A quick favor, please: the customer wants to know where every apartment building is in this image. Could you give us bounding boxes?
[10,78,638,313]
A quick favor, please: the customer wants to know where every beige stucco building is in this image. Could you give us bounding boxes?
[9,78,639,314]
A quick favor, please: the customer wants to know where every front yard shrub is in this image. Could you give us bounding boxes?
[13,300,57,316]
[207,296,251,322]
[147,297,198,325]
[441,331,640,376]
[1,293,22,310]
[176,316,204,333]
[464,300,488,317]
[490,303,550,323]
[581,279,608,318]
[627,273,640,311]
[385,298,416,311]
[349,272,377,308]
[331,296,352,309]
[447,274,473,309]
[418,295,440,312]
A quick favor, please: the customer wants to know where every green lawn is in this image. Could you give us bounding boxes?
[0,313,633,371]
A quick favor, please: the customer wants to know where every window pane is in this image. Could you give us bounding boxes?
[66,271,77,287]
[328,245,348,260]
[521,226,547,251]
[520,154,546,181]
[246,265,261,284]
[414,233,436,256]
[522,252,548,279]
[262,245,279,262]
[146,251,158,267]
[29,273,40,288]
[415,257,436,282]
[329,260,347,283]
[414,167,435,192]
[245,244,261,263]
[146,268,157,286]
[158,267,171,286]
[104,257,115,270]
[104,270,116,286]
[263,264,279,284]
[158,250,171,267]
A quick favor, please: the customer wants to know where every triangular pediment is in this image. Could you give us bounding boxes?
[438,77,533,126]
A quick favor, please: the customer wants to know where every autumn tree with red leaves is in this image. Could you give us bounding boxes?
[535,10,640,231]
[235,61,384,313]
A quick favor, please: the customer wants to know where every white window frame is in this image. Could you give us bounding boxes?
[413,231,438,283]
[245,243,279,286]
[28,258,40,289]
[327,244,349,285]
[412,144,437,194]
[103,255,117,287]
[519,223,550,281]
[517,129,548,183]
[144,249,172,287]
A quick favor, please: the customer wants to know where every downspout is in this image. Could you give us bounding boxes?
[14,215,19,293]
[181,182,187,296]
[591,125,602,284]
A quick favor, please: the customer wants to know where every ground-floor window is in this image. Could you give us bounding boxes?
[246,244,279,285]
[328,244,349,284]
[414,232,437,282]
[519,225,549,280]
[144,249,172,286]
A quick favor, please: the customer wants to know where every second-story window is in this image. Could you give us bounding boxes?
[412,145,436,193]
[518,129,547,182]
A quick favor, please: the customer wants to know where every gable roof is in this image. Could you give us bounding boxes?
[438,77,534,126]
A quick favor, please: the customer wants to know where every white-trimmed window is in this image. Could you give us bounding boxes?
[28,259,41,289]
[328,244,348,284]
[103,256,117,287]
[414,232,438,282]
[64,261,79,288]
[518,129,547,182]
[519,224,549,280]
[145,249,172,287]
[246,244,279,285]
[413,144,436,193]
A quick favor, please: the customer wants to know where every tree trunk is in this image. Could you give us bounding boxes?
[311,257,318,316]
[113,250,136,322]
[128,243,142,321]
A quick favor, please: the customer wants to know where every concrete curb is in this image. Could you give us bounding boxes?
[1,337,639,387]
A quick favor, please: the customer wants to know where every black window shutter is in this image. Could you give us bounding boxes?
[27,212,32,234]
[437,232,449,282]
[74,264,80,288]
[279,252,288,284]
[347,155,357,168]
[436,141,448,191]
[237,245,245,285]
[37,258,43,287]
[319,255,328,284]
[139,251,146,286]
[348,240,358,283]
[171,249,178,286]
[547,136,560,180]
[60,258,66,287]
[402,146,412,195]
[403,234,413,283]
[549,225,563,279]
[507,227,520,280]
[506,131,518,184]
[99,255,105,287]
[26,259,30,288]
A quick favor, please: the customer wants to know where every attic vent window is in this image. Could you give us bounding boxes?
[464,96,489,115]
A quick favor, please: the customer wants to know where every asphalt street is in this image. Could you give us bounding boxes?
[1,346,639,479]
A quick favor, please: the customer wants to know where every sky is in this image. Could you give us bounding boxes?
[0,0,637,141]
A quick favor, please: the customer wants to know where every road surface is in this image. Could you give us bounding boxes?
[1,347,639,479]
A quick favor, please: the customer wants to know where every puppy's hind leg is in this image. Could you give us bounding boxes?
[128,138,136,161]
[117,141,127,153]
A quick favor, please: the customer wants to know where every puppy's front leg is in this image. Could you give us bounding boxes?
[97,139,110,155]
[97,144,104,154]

What to do
Verbatim and in full, return the listing above.

Result of the exercise
A quick favor, please: the customer wants to know where every apartment building is in this image. Could you give us bounding boxes?
[10,78,638,313]
A quick favor, please: the customer wants to know where every beige stucco building is in this image. Could you give us bounding boxes?
[9,78,639,314]
A quick favor, please: the customer wants to know where every front yard shrub is in this image. Could you give us bounding boxes?
[13,300,57,316]
[207,296,251,322]
[147,297,198,325]
[441,331,640,376]
[1,293,22,310]
[176,316,204,333]
[464,300,488,317]
[490,303,550,323]
[581,279,608,318]
[627,273,640,311]
[385,298,416,311]
[349,272,377,308]
[331,296,352,309]
[447,274,473,309]
[418,295,440,312]
A quick favor, please: the customer wants to know where every green lawn is in this image. Could you give us bounding boxes?
[0,313,633,371]
A quick favor, please: the customer wants to know where every window pane is in this image. Could you give us bounding boxes?
[66,271,77,287]
[328,245,348,260]
[521,226,547,251]
[520,154,546,181]
[246,265,261,284]
[414,233,436,256]
[522,252,548,279]
[262,245,279,262]
[146,251,158,267]
[29,273,40,288]
[415,257,436,282]
[329,260,347,283]
[414,167,435,192]
[245,244,261,263]
[146,268,157,286]
[158,267,171,286]
[104,257,115,270]
[104,270,116,286]
[263,264,279,284]
[158,250,171,267]
A quick favor, please: the customer wants to know where every triangular pediment is in this image. Could you give us bounding boxes?
[438,77,533,126]
A quick favor, please: the customer wants to know where every autumn tree with red leaves is in this image. Could you give us bounding boxes?
[535,10,640,231]
[235,61,384,313]
A quick favor, please: the customer wants to know where every white window frame is in this image. Could you give us bounding boxes?
[413,231,438,283]
[245,243,279,286]
[28,258,40,289]
[327,244,349,285]
[412,144,437,194]
[103,255,117,287]
[519,223,550,281]
[517,129,548,183]
[144,249,172,287]
A quick favor, please: the customer wants to know where every downspout is in this image. Could you give us bounding boxes?
[14,215,19,293]
[181,182,187,296]
[591,125,602,284]
A quick favor, please: the customer wants to know where every ground-floor window is in this image. Could you give us bounding boxes?
[246,244,279,285]
[328,244,349,284]
[414,232,437,282]
[519,225,549,280]
[144,249,172,286]
A quick favor, please: the customer wants to know where every second-story window is in this image. Could you give us bounding boxes?
[412,145,436,193]
[518,129,547,182]
A quick favor, please: the customer wants to know where every gable roof is in this image. Could you give us bounding boxes?
[438,77,534,126]
A quick favor, please: the customer wants to know where every white-trimmed window is in this image. Could you give us bounding boxes?
[28,259,41,289]
[328,244,348,284]
[103,256,117,287]
[414,232,438,282]
[64,261,79,288]
[518,129,547,182]
[519,224,549,280]
[145,249,172,287]
[246,244,279,285]
[413,144,436,193]
A quick favor, please: the customer wants to know where every tree trunk is in this image. Could you give us bounding boxes?
[311,257,318,316]
[113,250,136,322]
[128,243,142,321]
A quick favor, please: the customer wants to know where every concrete curb is in this image. Could you give us bounding boxes?
[1,337,639,387]
A quick favor, please: the customer wants to know where every black window shutter is in this image. Could you give us bounding boxes?
[27,212,32,234]
[437,232,449,282]
[74,264,80,288]
[279,252,288,284]
[347,155,357,168]
[436,141,448,191]
[237,245,245,285]
[37,258,43,287]
[319,255,328,284]
[139,251,146,286]
[348,240,358,283]
[171,249,178,286]
[547,136,560,180]
[60,258,66,287]
[402,146,412,195]
[403,234,413,283]
[549,225,563,279]
[507,227,520,280]
[506,131,518,184]
[99,255,105,287]
[26,259,30,288]
A quick favor, please: the customer wants to know where every attic vent window is in this image. Could you give us bounding boxes?
[464,96,489,115]
A quick favor, please: the customer wants to know where every asphalt street is in this image. Could you give us bounding boxes?
[1,346,639,479]
A quick favor, please: the customer wants to know where every sky is in this image. Could you give us bounding boxes?
[0,0,637,141]
A quick favor, please: the customer wants to know where every road surface is in this image. Could you give us bounding boxes?
[1,347,639,479]
A quick favor, please: the customer wants to know where every puppy's hind leg is in this image. Could you give us bounding boxes?
[128,138,136,161]
[117,141,127,153]
A quick favor, please: the customer wants to know where every puppy's front leg is in this image. Could you give us bounding boxes?
[97,139,110,155]
[97,144,104,154]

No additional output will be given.